• Problem requirements
Reproduce the following lines word for word, without any changes.
---------- Records to use ----------
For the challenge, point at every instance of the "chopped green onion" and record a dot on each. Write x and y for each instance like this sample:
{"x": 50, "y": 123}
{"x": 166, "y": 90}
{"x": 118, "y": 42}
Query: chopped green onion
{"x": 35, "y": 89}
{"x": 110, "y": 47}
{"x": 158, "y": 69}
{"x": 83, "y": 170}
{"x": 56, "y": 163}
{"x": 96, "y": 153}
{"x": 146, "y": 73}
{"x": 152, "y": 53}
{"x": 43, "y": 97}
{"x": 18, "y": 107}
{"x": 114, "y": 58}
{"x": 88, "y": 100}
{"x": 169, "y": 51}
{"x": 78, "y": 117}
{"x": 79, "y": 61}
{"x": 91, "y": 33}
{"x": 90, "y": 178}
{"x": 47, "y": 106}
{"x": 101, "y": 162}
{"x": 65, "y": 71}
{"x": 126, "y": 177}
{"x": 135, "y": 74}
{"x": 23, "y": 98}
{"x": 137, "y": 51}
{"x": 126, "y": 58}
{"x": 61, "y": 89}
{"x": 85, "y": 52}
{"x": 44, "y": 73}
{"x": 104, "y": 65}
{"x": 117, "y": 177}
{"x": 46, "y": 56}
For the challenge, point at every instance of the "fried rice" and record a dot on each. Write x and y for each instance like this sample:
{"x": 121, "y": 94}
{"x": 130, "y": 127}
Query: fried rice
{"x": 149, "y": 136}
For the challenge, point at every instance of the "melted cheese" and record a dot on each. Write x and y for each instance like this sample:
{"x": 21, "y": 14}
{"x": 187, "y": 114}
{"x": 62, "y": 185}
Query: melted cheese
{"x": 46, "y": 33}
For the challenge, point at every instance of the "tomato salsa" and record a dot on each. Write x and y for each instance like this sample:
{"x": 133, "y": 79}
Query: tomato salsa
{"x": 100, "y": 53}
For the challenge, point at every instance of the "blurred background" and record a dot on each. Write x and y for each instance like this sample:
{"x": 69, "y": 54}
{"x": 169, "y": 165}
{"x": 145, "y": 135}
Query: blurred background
----------
• Result for this exercise
For the challenge, point at every instance of the "chopped green onion" and record a dot on each. Write x and y for each instance like this sample:
{"x": 50, "y": 123}
{"x": 166, "y": 90}
{"x": 118, "y": 42}
Query: chopped green onion
{"x": 35, "y": 89}
{"x": 110, "y": 47}
{"x": 158, "y": 69}
{"x": 83, "y": 170}
{"x": 56, "y": 163}
{"x": 96, "y": 153}
{"x": 146, "y": 73}
{"x": 152, "y": 53}
{"x": 43, "y": 97}
{"x": 18, "y": 107}
{"x": 114, "y": 58}
{"x": 88, "y": 100}
{"x": 169, "y": 51}
{"x": 78, "y": 117}
{"x": 79, "y": 61}
{"x": 91, "y": 33}
{"x": 90, "y": 178}
{"x": 47, "y": 106}
{"x": 101, "y": 162}
{"x": 65, "y": 71}
{"x": 126, "y": 177}
{"x": 135, "y": 74}
{"x": 23, "y": 98}
{"x": 137, "y": 51}
{"x": 126, "y": 58}
{"x": 61, "y": 89}
{"x": 85, "y": 52}
{"x": 44, "y": 73}
{"x": 104, "y": 65}
{"x": 117, "y": 177}
{"x": 46, "y": 56}
For the challenge, point at every instance of the "fried rice" and record a dot on each. Write x and y for each instance like this sample:
{"x": 121, "y": 94}
{"x": 130, "y": 127}
Query: fried rice
{"x": 149, "y": 136}
For the challenge, point at every instance of the "melted cheese" and record a dot on each. Write x and y for each instance like this sample:
{"x": 21, "y": 14}
{"x": 187, "y": 114}
{"x": 62, "y": 185}
Query: melted cheese
{"x": 46, "y": 33}
For the challenge, point at every instance of the "tomato salsa" and record a dot on each. Write x and y for each instance like this sample:
{"x": 133, "y": 79}
Query: tomato salsa
{"x": 100, "y": 53}
For the challenge, point at every instance of the "blurred background" and record a dot on each. Write x and y for each instance like this sample:
{"x": 69, "y": 54}
{"x": 169, "y": 165}
{"x": 145, "y": 135}
Query: blurred background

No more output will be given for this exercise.